▽
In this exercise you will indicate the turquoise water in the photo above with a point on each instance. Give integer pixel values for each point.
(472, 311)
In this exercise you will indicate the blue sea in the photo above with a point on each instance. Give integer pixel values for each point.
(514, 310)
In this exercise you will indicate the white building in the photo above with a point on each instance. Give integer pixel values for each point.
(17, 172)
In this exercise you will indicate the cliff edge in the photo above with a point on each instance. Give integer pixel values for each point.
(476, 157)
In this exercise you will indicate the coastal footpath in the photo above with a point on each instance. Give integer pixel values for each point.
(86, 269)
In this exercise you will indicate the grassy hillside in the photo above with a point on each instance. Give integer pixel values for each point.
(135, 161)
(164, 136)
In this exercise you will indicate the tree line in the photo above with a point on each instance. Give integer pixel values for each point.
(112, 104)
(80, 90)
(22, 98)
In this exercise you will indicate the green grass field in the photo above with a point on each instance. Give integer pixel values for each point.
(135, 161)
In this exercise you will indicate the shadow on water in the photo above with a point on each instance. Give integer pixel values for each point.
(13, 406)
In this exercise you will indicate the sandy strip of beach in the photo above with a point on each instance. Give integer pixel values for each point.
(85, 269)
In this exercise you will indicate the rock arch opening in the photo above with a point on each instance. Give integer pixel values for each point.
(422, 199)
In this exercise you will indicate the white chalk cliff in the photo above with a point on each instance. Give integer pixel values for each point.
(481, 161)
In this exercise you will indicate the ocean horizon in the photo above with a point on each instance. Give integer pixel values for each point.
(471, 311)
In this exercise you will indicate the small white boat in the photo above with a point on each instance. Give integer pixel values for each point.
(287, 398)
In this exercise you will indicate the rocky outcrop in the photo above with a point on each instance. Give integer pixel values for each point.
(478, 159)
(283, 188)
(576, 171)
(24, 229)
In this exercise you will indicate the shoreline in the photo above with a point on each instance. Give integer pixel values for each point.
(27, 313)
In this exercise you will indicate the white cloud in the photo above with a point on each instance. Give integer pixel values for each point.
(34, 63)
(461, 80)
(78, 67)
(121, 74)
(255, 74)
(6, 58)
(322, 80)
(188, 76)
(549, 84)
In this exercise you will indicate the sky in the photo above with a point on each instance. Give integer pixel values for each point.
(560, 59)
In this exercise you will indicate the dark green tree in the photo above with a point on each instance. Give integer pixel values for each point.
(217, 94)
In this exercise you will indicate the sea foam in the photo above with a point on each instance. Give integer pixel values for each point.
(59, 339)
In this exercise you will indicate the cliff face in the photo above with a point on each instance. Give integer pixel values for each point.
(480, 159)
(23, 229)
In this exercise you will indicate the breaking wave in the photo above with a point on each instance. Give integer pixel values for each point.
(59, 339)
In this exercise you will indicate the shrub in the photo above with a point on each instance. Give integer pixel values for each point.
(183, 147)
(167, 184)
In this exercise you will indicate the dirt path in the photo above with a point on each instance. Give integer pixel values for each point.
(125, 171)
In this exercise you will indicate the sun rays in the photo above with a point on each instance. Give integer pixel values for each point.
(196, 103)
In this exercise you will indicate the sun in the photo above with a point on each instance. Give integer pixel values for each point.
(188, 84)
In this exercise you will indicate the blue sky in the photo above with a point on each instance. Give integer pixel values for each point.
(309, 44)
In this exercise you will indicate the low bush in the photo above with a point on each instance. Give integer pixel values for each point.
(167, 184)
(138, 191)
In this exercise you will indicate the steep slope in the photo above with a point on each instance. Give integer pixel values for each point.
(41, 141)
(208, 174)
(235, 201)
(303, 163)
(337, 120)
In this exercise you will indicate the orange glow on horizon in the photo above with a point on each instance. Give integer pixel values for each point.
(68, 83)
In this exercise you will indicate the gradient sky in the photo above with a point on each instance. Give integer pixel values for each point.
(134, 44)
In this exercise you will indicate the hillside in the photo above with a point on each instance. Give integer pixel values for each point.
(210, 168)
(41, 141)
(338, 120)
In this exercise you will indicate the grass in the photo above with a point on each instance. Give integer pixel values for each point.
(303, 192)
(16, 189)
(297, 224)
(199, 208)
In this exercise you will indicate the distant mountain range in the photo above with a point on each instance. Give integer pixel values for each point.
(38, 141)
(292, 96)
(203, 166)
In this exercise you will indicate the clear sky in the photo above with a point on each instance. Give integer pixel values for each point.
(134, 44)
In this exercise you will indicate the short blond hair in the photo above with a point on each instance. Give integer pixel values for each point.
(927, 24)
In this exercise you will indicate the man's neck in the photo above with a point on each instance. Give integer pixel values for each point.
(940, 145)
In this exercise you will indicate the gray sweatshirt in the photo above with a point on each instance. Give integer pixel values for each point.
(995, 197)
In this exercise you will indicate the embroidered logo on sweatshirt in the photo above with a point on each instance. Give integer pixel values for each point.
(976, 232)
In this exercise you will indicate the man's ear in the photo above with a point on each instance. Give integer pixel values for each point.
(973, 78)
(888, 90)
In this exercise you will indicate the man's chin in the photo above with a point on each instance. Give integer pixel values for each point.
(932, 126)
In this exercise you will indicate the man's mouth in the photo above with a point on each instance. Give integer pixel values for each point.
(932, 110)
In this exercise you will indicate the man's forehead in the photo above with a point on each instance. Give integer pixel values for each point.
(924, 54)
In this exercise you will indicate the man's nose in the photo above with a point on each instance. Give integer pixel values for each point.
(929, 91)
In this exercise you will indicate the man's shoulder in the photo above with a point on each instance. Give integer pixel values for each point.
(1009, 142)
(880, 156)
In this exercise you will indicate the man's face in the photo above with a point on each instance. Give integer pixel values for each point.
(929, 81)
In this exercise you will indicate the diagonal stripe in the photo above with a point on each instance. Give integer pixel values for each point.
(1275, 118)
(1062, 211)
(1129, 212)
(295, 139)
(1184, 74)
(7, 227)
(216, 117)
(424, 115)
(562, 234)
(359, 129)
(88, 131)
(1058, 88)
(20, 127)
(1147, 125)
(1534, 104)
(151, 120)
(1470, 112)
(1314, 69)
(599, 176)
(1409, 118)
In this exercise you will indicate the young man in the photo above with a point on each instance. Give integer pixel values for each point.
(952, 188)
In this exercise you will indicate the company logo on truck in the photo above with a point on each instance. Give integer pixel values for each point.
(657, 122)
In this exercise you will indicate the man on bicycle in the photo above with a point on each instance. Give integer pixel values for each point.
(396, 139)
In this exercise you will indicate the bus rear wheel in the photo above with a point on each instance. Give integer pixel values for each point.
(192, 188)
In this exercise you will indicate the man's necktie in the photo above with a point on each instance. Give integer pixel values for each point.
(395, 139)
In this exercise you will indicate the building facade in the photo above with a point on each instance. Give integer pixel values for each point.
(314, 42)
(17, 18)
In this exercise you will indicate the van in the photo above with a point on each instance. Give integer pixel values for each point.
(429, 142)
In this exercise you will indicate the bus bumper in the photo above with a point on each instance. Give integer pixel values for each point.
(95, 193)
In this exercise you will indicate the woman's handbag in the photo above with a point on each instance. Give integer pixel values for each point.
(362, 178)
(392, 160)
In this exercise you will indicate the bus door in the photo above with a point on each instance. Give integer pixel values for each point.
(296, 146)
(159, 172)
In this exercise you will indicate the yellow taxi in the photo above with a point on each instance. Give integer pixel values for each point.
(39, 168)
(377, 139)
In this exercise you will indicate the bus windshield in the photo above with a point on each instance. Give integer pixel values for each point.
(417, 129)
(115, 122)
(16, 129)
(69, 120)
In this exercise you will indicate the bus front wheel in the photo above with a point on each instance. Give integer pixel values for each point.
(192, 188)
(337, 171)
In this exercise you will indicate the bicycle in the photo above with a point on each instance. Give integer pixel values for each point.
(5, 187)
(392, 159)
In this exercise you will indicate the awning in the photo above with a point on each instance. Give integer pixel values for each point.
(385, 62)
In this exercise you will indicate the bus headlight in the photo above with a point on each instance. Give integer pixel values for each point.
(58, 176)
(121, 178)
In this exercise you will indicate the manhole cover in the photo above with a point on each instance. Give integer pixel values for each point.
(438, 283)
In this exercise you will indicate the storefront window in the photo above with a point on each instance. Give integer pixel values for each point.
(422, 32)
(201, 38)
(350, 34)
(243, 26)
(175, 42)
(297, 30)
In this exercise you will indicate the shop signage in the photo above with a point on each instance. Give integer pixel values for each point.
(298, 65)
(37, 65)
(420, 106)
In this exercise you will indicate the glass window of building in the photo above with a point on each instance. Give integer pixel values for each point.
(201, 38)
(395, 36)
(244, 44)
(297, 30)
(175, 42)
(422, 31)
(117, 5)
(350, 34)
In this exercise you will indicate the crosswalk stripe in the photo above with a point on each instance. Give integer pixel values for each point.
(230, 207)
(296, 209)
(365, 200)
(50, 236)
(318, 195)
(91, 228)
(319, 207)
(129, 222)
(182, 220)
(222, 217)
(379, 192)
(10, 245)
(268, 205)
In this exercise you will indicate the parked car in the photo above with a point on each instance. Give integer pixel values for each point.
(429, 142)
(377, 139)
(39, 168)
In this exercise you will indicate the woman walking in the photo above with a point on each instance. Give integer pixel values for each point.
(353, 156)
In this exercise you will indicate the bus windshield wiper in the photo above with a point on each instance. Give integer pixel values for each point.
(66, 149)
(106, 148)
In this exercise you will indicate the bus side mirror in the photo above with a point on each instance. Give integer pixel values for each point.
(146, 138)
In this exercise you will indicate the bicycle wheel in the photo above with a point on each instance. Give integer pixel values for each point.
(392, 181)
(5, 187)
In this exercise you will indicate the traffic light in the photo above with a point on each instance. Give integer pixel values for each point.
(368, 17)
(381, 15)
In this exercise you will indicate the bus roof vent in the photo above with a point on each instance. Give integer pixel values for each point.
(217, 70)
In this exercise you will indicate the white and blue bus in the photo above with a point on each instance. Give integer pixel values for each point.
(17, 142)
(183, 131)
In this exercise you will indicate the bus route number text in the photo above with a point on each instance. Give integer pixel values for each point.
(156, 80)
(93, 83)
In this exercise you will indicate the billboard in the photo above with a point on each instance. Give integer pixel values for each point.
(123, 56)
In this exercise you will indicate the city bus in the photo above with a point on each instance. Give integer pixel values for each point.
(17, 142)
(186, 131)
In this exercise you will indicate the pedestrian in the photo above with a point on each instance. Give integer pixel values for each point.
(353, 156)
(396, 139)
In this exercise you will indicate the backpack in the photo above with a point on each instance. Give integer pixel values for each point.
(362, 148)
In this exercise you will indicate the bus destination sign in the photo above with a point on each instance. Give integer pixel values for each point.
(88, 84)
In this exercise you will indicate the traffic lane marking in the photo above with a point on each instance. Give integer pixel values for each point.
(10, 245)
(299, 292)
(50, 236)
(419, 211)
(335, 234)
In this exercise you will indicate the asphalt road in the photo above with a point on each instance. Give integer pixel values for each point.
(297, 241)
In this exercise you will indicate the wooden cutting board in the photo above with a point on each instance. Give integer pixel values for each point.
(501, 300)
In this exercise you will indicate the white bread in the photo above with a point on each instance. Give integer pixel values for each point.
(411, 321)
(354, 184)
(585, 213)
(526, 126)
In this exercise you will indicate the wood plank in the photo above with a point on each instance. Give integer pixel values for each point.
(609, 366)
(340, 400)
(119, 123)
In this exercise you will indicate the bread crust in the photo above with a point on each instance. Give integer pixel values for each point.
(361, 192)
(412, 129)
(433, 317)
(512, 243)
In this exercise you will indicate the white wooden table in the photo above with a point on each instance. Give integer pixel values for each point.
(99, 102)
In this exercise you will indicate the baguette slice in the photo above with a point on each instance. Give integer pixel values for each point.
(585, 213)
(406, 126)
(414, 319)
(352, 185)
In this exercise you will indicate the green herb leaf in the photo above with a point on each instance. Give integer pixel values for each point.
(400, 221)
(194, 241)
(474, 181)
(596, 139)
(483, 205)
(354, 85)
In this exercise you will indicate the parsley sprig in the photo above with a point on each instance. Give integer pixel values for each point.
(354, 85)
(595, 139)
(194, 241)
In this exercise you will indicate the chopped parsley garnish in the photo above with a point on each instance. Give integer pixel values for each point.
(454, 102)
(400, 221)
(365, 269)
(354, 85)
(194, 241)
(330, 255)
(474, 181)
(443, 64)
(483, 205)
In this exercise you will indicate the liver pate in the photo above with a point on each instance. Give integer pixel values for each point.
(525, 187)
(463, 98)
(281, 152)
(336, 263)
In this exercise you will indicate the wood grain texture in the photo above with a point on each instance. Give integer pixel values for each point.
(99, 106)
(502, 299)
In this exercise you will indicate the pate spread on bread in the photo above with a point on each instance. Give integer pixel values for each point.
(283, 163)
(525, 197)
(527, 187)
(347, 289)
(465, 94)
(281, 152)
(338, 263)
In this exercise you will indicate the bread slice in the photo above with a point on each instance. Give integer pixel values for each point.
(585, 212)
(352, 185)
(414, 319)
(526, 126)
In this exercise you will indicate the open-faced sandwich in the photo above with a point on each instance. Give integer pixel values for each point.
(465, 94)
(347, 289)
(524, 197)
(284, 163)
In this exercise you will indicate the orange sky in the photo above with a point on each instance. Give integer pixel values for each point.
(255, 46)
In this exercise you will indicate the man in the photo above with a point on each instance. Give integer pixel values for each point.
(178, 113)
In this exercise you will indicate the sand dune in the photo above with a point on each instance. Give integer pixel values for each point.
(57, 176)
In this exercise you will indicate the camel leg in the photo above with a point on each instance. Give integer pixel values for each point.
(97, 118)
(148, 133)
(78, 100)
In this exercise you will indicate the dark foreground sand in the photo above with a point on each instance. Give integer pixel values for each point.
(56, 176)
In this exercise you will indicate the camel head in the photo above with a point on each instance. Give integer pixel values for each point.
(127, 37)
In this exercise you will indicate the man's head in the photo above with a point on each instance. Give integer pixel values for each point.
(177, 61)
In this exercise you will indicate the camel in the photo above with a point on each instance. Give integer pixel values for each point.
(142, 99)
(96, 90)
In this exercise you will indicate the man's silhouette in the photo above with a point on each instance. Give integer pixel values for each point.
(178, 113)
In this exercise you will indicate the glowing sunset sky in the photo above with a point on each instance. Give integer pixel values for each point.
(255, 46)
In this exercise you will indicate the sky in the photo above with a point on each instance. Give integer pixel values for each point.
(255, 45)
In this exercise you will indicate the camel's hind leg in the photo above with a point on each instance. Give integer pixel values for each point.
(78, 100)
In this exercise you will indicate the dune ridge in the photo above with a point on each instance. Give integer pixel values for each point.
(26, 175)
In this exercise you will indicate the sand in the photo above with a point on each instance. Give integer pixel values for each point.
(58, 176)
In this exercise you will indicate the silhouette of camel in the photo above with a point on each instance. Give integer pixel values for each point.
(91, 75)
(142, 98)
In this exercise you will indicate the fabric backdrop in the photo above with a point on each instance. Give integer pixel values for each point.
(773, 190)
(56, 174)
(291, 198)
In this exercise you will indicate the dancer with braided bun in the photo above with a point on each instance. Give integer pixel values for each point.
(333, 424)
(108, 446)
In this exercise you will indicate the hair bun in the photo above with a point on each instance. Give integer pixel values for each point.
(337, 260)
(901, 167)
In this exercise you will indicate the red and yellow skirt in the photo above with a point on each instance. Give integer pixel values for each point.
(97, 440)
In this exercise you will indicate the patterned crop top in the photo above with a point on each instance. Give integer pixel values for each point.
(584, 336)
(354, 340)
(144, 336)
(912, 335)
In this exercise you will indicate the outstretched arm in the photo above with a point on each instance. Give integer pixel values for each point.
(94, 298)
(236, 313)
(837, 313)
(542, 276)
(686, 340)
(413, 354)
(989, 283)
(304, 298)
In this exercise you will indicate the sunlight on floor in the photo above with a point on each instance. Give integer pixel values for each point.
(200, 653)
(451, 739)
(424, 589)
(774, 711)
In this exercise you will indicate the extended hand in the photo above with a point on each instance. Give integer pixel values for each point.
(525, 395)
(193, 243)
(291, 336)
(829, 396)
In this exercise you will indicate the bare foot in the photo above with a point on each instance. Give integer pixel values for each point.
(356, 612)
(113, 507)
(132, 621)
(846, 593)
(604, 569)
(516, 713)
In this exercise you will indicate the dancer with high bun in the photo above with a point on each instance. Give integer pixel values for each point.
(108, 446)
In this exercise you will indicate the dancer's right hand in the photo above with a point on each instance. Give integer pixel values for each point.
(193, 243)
△
§ Task to complete
Everything from the line containing "In this exercise you will indicate the hair" to the end of the records must be written out exactly; include both of those lines and no others.

§ Final result
In this exercise you will indicate the hair bun in the photo above with a point on each instance. Give integer pixel values for each point.
(337, 260)
(901, 167)
In this exercise you will indicate the red and yellow skirt in the photo above with a point on each instance. Give integer pixel values for each point.
(97, 440)
In this exercise you will indicate the patterned crop top in the photo above with a point on each instance. Give integer pixel values for each point.
(584, 336)
(354, 340)
(144, 336)
(912, 335)
In this exercise you will indicate the outstretched arm in the photo above with a point on each instance. Give integer pixel values for each point.
(94, 298)
(236, 313)
(837, 313)
(542, 276)
(686, 340)
(413, 354)
(989, 283)
(304, 298)
In this exercise you will indicate the sunlight on floor in the photo above with a point on each instance. Give integer pixel values for each point.
(200, 653)
(451, 739)
(424, 589)
(774, 711)
In this exercise you will indicate the extended hand in the photo above with a point on each instance. Give integer pixel values for each point.
(525, 395)
(193, 243)
(291, 336)
(829, 396)
In this exercise you will indicate the bare foot in the photo above with a point on each instance. Give integer pixel values for each point.
(356, 612)
(113, 507)
(132, 621)
(846, 593)
(604, 569)
(516, 713)
In this exercise you will indicate the dancer with high bun in the photo above with a point on each instance. Give integer pixel values for each point.
(108, 446)
In this exercise you will indicate the dancer's right hand in the photo above with a point on each instance. Give integer pixel values for each point.
(193, 243)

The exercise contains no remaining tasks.